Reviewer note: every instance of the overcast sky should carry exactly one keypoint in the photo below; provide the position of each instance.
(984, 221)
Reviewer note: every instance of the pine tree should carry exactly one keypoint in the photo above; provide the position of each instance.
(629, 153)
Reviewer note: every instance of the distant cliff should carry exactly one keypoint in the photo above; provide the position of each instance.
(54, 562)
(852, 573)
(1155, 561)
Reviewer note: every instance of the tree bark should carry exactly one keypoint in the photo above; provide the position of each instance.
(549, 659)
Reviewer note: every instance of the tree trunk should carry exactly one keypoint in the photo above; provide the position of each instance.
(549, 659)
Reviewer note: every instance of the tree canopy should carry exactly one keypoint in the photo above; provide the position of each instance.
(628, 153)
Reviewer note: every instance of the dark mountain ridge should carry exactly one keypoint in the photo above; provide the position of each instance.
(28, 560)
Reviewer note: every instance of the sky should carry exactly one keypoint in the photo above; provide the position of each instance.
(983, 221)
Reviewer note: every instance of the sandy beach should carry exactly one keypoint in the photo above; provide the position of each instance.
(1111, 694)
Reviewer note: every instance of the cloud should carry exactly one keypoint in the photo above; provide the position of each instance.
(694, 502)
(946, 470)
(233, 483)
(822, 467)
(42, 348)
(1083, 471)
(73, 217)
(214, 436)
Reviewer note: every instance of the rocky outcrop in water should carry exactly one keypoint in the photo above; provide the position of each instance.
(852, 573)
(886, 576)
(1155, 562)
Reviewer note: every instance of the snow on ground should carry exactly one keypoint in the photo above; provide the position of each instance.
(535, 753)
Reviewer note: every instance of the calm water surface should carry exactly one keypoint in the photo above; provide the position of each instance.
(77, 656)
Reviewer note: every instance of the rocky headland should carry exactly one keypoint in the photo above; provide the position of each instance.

*GOAL*
Render all of the entries above as a Markdown table with two columns, No. and Line, giving each line its own numbered row and omitting blank lines.

*TASK ANSWER*
| No. | Line |
|---|---|
| 1 | Reviewer note: every instance of the overcast sky should carry exactly one keypoint in the photo below; provide the position of each instance. |
| 2 | (984, 221) |
| 3 | Reviewer note: every instance of the pine tree should carry exactly one keypoint in the photo above; provide the position of each instance. |
| 4 | (629, 153) |
| 5 | Reviewer note: every instance of the distant cliff should carry exactly one keypoint in the photo above; provide the position of each instance. |
| 6 | (54, 562) |
| 7 | (852, 573) |
| 8 | (1155, 561) |
| 9 | Reviewer note: every instance of the tree bark should carry exactly one keypoint in the photo above; provide the position of each instance. |
| 10 | (549, 659) |
| 11 | Reviewer note: every instance of the tree trunk should carry exactly one keypoint in the photo above; provide the position of each instance. |
| 12 | (549, 659) |
| 13 | Reviewer note: every instance of the tree canopy should carry exactly one keypoint in the photo above; provide the position of each instance. |
| 14 | (628, 153) |
| 15 | Reviewer note: every instance of the dark mountain ridge should carry exactly one keypoint in the photo above; provide the position of each instance. |
| 16 | (28, 560) |
| 17 | Reviewer note: every instance of the sky should carry exactly one keypoint in the photo above; provide the position of each instance. |
| 18 | (983, 221) |
| 19 | Reviewer note: every instance of the sandy beach should carry exactly one keypoint in the photo above; provide the position of each instance. |
| 20 | (1111, 694) |
| 21 | Reviewer note: every instance of the cloud should carry exactly one keypoint in the photo above; provide the position of each instance. |
| 22 | (694, 502) |
| 23 | (946, 470) |
| 24 | (233, 483) |
| 25 | (822, 467) |
| 26 | (42, 348) |
| 27 | (1083, 471) |
| 28 | (73, 217) |
| 29 | (214, 436) |
| 30 | Reviewer note: every instance of the rocky outcrop in water should carry exactly one keypoint in the photo above; provide the position of each instance. |
| 31 | (852, 573) |
| 32 | (886, 576) |
| 33 | (1155, 562) |
| 34 | Reviewer note: every instance of the snow on ground should carry exactly one keypoint in the photo above; provide the position of each instance. |
| 35 | (535, 753) |
| 36 | Reviewer note: every instance of the calm water surface should carry exactly one keypoint in the photo above; provide the position of each instance. |
| 37 | (77, 656) |
| 38 | Reviewer note: every instance of the rocky headland should carry exactly one keypoint in the photo above; provide the position of each instance. |